Explore the material
(a) Duplicate the part of the optical film passage starting with "Please refer to FIG. 2B, FIG." and going on through "LTD in Taiwan.".
(b) Render this sentence from the optical film passage in Spanish: "The fluorescent powders are uniformly distributed in the main body 211."
(c) Answer these questions using the optical film passage:
(i) At the vertical viewing angle, by what percentage is the illumination brightness with optical film 210 higher than with optical film 110?
(ii) What is the medium inside micro bubble 213?
(iii) What materials can the hard coat layer 214 be made of?

Passage to read
━━━━

Please refer to FIG. 3, FIG. 3 shows the comparison of illumination brightness between using a traditional optical film and the optical film in the first embodiment. The brightness comparison performed is achieved by optical simulation. In this figure, the horizontal axis represents the angle, and the vertical axis represents the illumination brightness. The unit of the illumination brightness is represented by a dimensionless parameter, and the brightness using the traditional optical film 100 in a vertical viewing angle, i.e. 0 degree, is set as 1. From FIG. 3, those skilled in the art would understand and appreciate that the illumination brightness using the optical film 210 in the first embodiment is higher than the illumination brightness using the traditional optical film 110 throughout almost every possible viewing angle. Especially when viewed in the vertical viewing angle, the illumination brightness using the optical film 210 is 17% higher than that of the optical film 110.

One reason that the brightness of the optical film 210 is higher than the optical film 110 is not only that the micro bubbles 213 are distributed in the optical film 210, but also that there is no base plate found on the optical film 210. In the traditional optical film 110, the installation of the base plate causes the loss of the light. Compared to the method of adding the diffusion particles in the optical film (as shown as in TW 1305148), the medium inside the micro bubble 213 of the present embodiment is air, which has lower optical absorptivity, so that the loss of the light in the optical film 210 is thereby reduced. Furthermore, the manufacturing and material costs for micro bubbles 213 is lower than that for the diffusion particles.

Please refer to FIG. 2B, FIG. 2B shows the optical film of a second embodiment of the invention. The difference between an optical film 210′ in FIG. 2B and the optical film 210 in FIG. 2A is that the optical film 210′ further includes a hard coat layer 214. The hard coat layer 214 is placed on the side of and opposite to the first microstructures 212 of the main body 211. The material of the hard coat layer 214 is polymethyl methacrylate, polycarbonate, or ultraviolet glue. The hard coat layer 214 has higher hardness, so that the mechanical strength of the optical film 210′ as a whole is further enhanced. Furthermore, the hard coat layer 214 can have anti-static effect. In this embodiment, the hard coat layer 214 is made from a product with product number of CH-74003 of the CHWEN SHYANG ENTERPRISE CO., LTD in Taiwan.

Furthermore, a plurality of fluorescent powders can be added in the main body 211 of the optical film 210. The fluorescent powders are uniformly distributed in the main body 211. The fluorescent powders are yellow fluorescent powders, for example: yttrium aluminum garnet fluorescence powder. If the light source is a blue LED, a white ray will be produced when the yellow fluorescent powders is irradiated by the blue ray emitted from the blue LED.

━━━━

Data to examine
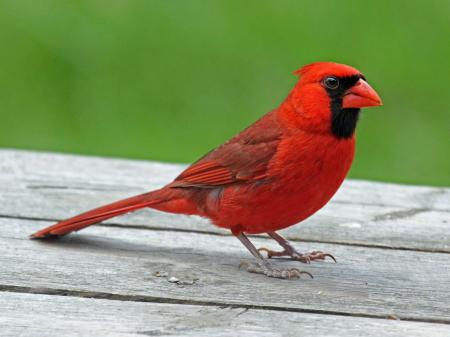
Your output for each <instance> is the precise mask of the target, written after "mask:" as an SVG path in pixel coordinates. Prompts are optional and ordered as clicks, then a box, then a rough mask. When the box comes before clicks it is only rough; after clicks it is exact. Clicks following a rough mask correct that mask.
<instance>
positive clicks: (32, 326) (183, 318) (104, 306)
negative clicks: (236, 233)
mask: <svg viewBox="0 0 450 337" xmlns="http://www.w3.org/2000/svg"><path fill="white" fill-rule="evenodd" d="M0 301H1V303H2V312H1V315H0V333H1V335H2V336H3V337H16V336H33V337H34V336H40V337H60V336H66V337H70V336H120V337H125V336H183V337H185V336H208V337H209V336H236V335H239V336H267V337H269V336H330V337H331V336H332V337H337V336H348V337H352V336H361V335H364V336H367V337H378V336H387V337H390V336H392V337H393V336H409V337H429V336H435V337H440V336H442V337H444V336H448V329H449V328H448V326H446V325H443V324H433V323H421V322H402V321H393V320H381V319H368V318H360V317H345V316H333V315H317V314H309V313H308V314H307V313H296V312H294V313H286V312H279V311H273V310H257V309H249V310H246V309H243V308H226V307H222V308H221V307H204V306H194V305H178V304H160V303H139V302H124V301H115V300H102V299H92V298H77V297H64V296H48V295H36V294H19V293H0ZM280 322H282V324H280Z"/></svg>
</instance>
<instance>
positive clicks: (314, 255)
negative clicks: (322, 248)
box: [258, 232, 336, 263]
mask: <svg viewBox="0 0 450 337" xmlns="http://www.w3.org/2000/svg"><path fill="white" fill-rule="evenodd" d="M267 234H268V235H269V236H270V237H271V238H272V239H274V240H275V241H276V242H278V243H279V245H280V246H281V247H283V248H284V250H283V251H281V252H276V251H273V250H270V249H267V248H265V247H262V248H259V249H258V253H259V252H261V251H264V252H266V253H267V257H268V258H269V259H270V258H272V257H281V256H290V257H291V259H293V260H296V261H300V262H303V263H311V261H314V260H325V258H326V257H329V258H331V259H333V261H334V262H336V259H335V258H334V256H333V255H331V254H329V253H324V252H321V251H313V252H310V253H305V254H302V253H299V252H297V251H296V250H295V248H294V247H292V245H291V244H290V243H289V241H287V240H286V239H285V238H283V237H282V236H281V235H279V234H277V233H275V232H268V233H267Z"/></svg>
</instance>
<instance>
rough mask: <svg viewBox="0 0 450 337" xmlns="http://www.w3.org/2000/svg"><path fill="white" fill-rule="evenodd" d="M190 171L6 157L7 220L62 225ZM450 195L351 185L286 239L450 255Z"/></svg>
mask: <svg viewBox="0 0 450 337" xmlns="http://www.w3.org/2000/svg"><path fill="white" fill-rule="evenodd" d="M184 167H185V166H183V165H175V164H162V163H156V162H144V161H129V160H120V159H105V158H94V157H82V156H73V155H60V154H49V153H35V152H26V151H12V150H0V186H1V191H2V192H1V194H0V216H8V217H19V218H36V219H52V220H60V219H63V218H66V217H68V216H71V215H75V214H77V213H79V212H82V211H85V210H87V209H90V208H93V207H97V206H99V205H102V204H104V203H107V202H111V201H114V200H117V199H120V198H124V197H127V196H130V195H133V194H137V193H141V192H143V191H148V190H151V189H154V188H157V187H160V186H162V185H164V184H165V183H167V182H169V181H171V180H172V179H173V178H174V177H175V176H176V175H178V174H179V172H180V171H181V170H182V169H183V168H184ZM449 220H450V189H449V188H435V187H419V186H404V185H396V184H386V183H374V182H367V181H357V180H347V181H346V182H345V183H344V185H343V187H342V188H341V190H340V191H339V192H338V193H337V195H336V196H335V198H333V200H332V201H331V202H330V203H329V204H328V205H327V206H326V207H324V208H323V209H322V210H321V211H319V212H318V213H317V214H316V215H314V216H313V217H311V218H309V219H308V220H306V221H304V222H302V223H301V224H300V225H298V226H293V227H291V228H289V229H287V230H286V231H284V234H285V235H286V236H287V237H288V238H289V239H291V240H296V241H317V242H329V243H341V244H352V245H369V246H378V247H395V248H401V249H412V250H425V251H437V252H447V253H450V221H449ZM107 224H119V225H135V226H136V225H138V226H144V227H147V228H150V229H152V228H153V229H162V230H181V231H199V232H204V233H220V234H229V233H228V232H227V231H225V230H222V229H219V228H216V227H214V226H212V225H210V224H209V223H208V221H206V220H204V219H200V218H197V217H184V216H180V215H171V214H165V213H161V212H157V211H153V210H141V211H139V212H136V213H133V214H130V215H125V216H122V217H119V218H115V219H112V220H110V221H109V222H106V225H107Z"/></svg>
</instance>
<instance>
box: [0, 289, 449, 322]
mask: <svg viewBox="0 0 450 337" xmlns="http://www.w3.org/2000/svg"><path fill="white" fill-rule="evenodd" d="M0 292H14V293H26V294H39V295H53V296H70V297H79V298H94V299H103V300H112V301H124V302H151V303H164V304H180V305H197V306H210V307H220V308H231V309H240V308H242V309H243V310H242V311H241V312H240V313H238V314H237V315H238V316H239V315H242V314H244V313H246V312H247V311H248V310H251V309H258V310H269V311H281V312H298V313H310V314H320V315H335V316H347V317H363V318H373V319H392V317H391V314H388V313H387V314H386V315H377V314H370V313H364V312H361V313H355V312H345V311H333V310H322V309H303V308H293V307H277V306H270V305H254V304H234V303H227V302H219V301H199V300H183V299H177V298H168V297H157V296H147V295H121V294H113V293H105V292H97V291H80V290H67V289H58V288H44V287H42V288H32V287H22V286H13V285H5V284H0ZM396 318H398V319H399V320H402V321H410V322H422V323H437V324H450V318H449V319H433V318H428V319H426V318H424V319H419V318H417V317H410V316H402V317H397V316H396Z"/></svg>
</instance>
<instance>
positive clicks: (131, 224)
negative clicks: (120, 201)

━━━━

Written responses
(a)
Please refer to FIG. 2B, FIG. 2B shows the optical film of a second embodiment of the invention. The difference between an optical film 210′ in FIG. 2B and the optical film 210 in FIG. 2A is that the optical film 210′ further includes a hard coat layer 214. The hard coat layer 214 is placed on the side of and opposite to the first microstructures 212 of the main body 211. The material of the hard coat layer 214 is polymethyl methacrylate, polycarbonate, or ultraviolet glue. The hard coat layer 214 has higher hardness, so that the mechanical strength of the optical film 210′ as a whole is further enhanced. Furthermore, the hard coat layer 214 can have anti-static effect. In this embodiment, the hard coat layer 214 is made from a product with product number of CH-74003 of the CHWEN SHYANG ENTERPRISE CO., LTD in Taiwan.

(b) Los polvos fluorescentes están distribuidos uniformemente en el cuerpo principal 211.

(c)
(i) 17%
(ii) Air
(iii) Polymethyl methacrylate, polycarbonate, or ultraviolet glue